**Task details:**
Copy the material below line for line, keeping every word, symbol, and number unchanged.

**Given records:**
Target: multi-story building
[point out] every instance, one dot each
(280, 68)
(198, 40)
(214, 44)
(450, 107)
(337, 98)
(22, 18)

**Written response:**
Target: multi-story building
[point out] every instance, one dot each
(280, 68)
(198, 40)
(214, 44)
(450, 107)
(337, 98)
(22, 18)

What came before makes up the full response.